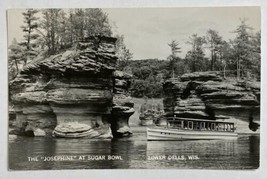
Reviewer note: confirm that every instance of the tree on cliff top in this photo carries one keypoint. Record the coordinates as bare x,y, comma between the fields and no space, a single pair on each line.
175,49
195,57
15,56
214,43
60,29
124,54
30,36
242,48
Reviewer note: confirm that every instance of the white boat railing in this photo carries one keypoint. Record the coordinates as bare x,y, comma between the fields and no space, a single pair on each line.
199,124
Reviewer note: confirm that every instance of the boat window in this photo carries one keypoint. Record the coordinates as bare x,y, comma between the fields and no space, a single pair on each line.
213,126
190,125
202,125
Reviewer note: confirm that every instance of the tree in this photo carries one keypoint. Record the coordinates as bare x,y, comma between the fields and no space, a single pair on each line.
242,47
15,56
173,57
214,43
256,54
30,21
50,29
124,54
195,57
97,22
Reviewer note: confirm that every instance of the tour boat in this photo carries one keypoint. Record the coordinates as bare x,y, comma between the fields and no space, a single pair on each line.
192,129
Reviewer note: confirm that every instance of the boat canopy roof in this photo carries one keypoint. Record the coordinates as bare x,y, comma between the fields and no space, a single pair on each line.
199,120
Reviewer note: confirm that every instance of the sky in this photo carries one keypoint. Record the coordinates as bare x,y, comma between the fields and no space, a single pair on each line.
147,31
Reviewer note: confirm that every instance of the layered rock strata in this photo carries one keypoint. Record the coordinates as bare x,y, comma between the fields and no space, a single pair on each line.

★ ★ ★ ★ ★ ★ ★

The preceding entries are to be returned verbatim, with every picture excluded.

[Task output]:
Reviewer note: confirm that every instance of the tree on cliff top in this photo carries one keypoint. Record the coordinates as bare x,y, comma between the fields and no space, a single pair on each line.
175,49
195,57
15,56
214,43
60,29
124,54
30,36
242,48
Reviewer note: confirm that every instance of the white boat railing in this photo carries one keypoint. Record the coordinates as bare x,y, comma between the fields and no space, a single pair on each line.
199,124
Reviewer note: confirm that every instance of the boat window in this photo carries one keypoint. Record the coordinates as bare x,y, comma between the fields and no space, a single pair on each line.
213,126
190,125
202,125
Reviewer note: confirm that every instance of the tree in this photo carries one keypoint. Record the coordinates as bare x,y, comma between the fields and no space, a single pair on each line.
242,47
15,56
173,57
214,43
256,54
30,21
50,29
124,54
195,57
97,22
Reviewer note: confirm that every instance of the tour boat in this photo carries one keypoint. Record the coordinates as bare x,y, comma between the fields and no space, a single pair on each line.
192,129
Reviewer note: confirm that every instance of the boat canopy roof in this photo carries one keypoint. Record the coordinates as bare x,y, comma between the fields and no space, a single pair on each line.
199,120
Reviewer note: confirm that every instance of the sky in this photo carries one keypoint. Record the coordinates as bare x,y, comma between the fields and no space, a single pair on each line.
147,31
Reviewer note: confirm that every instance of the layered rock strata in this photo carries one keypoint. Record the coordinates as bare x,y, comma between the fields and no space, a single pair on each line.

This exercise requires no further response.